▶ What needs to be done:
List every line of the data below that contains the string "blue".

··········

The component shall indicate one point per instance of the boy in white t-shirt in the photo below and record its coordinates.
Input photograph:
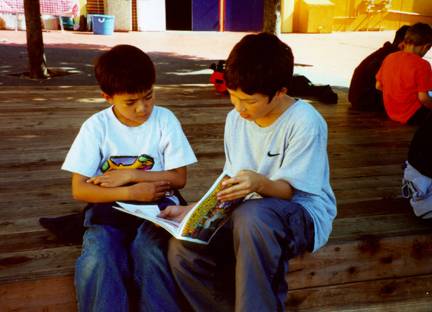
(276, 153)
(131, 151)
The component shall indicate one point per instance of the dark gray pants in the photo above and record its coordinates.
(244, 266)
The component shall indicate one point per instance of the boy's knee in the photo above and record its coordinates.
(100, 247)
(149, 246)
(253, 220)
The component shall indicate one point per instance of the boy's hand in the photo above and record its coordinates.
(175, 213)
(244, 183)
(113, 178)
(148, 191)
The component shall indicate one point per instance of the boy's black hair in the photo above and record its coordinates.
(400, 35)
(259, 63)
(125, 69)
(419, 34)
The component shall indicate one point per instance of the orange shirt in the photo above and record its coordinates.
(402, 76)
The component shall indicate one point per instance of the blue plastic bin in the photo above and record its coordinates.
(103, 24)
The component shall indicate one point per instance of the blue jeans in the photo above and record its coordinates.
(123, 269)
(244, 266)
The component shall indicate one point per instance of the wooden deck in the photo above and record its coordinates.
(378, 257)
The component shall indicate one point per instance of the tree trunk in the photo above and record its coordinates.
(35, 47)
(270, 15)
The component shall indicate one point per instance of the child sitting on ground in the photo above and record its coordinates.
(405, 78)
(276, 154)
(130, 151)
(362, 93)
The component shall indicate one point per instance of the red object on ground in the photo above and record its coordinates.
(217, 79)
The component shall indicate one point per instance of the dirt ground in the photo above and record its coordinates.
(184, 57)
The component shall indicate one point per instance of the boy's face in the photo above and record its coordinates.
(255, 107)
(132, 109)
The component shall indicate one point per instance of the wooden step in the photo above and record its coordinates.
(376, 259)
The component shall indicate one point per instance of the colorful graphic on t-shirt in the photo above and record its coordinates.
(143, 162)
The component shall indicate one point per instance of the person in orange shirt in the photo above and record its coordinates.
(405, 78)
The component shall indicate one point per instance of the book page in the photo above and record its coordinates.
(150, 213)
(208, 215)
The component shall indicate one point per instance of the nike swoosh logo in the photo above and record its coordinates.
(272, 155)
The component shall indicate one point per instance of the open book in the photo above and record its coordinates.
(201, 222)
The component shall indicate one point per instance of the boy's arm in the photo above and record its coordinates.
(425, 99)
(378, 85)
(246, 182)
(114, 178)
(92, 193)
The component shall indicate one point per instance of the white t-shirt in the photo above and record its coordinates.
(294, 149)
(103, 136)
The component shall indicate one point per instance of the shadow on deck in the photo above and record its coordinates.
(378, 257)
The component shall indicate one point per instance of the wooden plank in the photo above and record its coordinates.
(362, 294)
(34, 264)
(368, 258)
(47, 294)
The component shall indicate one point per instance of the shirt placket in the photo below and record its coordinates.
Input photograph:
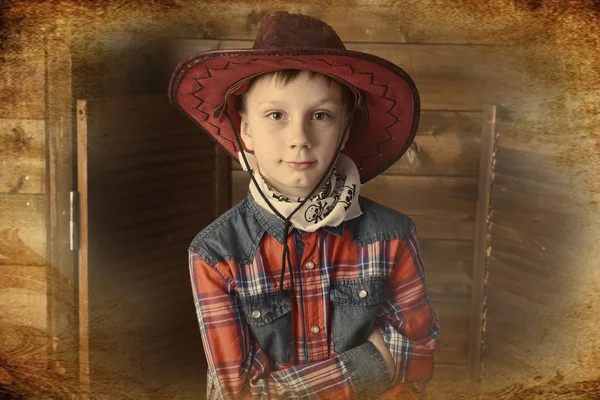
(315, 325)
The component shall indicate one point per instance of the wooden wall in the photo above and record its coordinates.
(23, 210)
(455, 74)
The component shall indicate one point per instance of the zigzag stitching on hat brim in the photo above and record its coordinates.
(406, 79)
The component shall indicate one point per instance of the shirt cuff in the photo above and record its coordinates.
(367, 367)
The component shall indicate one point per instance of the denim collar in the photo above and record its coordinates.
(274, 226)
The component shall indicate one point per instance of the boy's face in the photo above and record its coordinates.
(293, 130)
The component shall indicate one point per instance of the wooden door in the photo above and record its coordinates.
(147, 183)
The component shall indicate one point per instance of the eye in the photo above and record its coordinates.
(321, 116)
(275, 115)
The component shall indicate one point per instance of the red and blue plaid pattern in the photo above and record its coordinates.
(238, 368)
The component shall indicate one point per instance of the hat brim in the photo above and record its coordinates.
(199, 85)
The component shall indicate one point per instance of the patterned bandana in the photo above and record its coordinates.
(335, 203)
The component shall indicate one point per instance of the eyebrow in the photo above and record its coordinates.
(280, 103)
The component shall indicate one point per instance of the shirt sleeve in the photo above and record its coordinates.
(407, 322)
(239, 369)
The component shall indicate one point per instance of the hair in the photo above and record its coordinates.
(285, 76)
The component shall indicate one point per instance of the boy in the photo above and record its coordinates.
(304, 289)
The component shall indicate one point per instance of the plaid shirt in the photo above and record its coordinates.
(238, 256)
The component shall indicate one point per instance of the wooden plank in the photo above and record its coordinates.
(418, 195)
(62, 300)
(23, 162)
(372, 21)
(144, 211)
(448, 266)
(145, 62)
(223, 190)
(23, 234)
(22, 81)
(23, 312)
(447, 144)
(543, 196)
(481, 242)
(510, 318)
(525, 282)
(527, 248)
(453, 340)
(531, 166)
(83, 241)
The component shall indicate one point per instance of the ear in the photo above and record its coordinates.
(347, 136)
(245, 132)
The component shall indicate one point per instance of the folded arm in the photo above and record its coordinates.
(239, 369)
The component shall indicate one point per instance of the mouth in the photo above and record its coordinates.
(300, 166)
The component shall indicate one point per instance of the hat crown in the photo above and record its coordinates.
(283, 30)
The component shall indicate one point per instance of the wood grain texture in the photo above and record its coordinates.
(484, 192)
(453, 341)
(151, 181)
(23, 161)
(62, 308)
(23, 235)
(448, 266)
(23, 81)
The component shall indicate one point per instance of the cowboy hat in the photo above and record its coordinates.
(386, 101)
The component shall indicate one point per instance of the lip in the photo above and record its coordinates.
(300, 166)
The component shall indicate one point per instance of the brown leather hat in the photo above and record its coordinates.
(205, 86)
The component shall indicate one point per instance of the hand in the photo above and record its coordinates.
(377, 340)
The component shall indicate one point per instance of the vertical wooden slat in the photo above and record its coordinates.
(223, 180)
(83, 295)
(480, 248)
(61, 273)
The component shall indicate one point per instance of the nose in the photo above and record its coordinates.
(299, 135)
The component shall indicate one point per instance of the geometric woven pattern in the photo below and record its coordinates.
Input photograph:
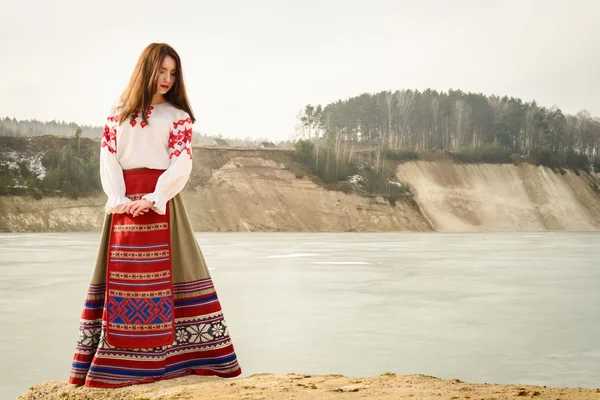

··········

▶ Result for this task:
The component shall indicate one point per instance of the blue plastic bin in the photo above and record its coordinates.
The component shall indicate one point per instance of the blue jeans in the photo above and record its coordinates.
The component shall indicate one point per instance of the red and blue plaid pattern in the photo above and record its coordinates.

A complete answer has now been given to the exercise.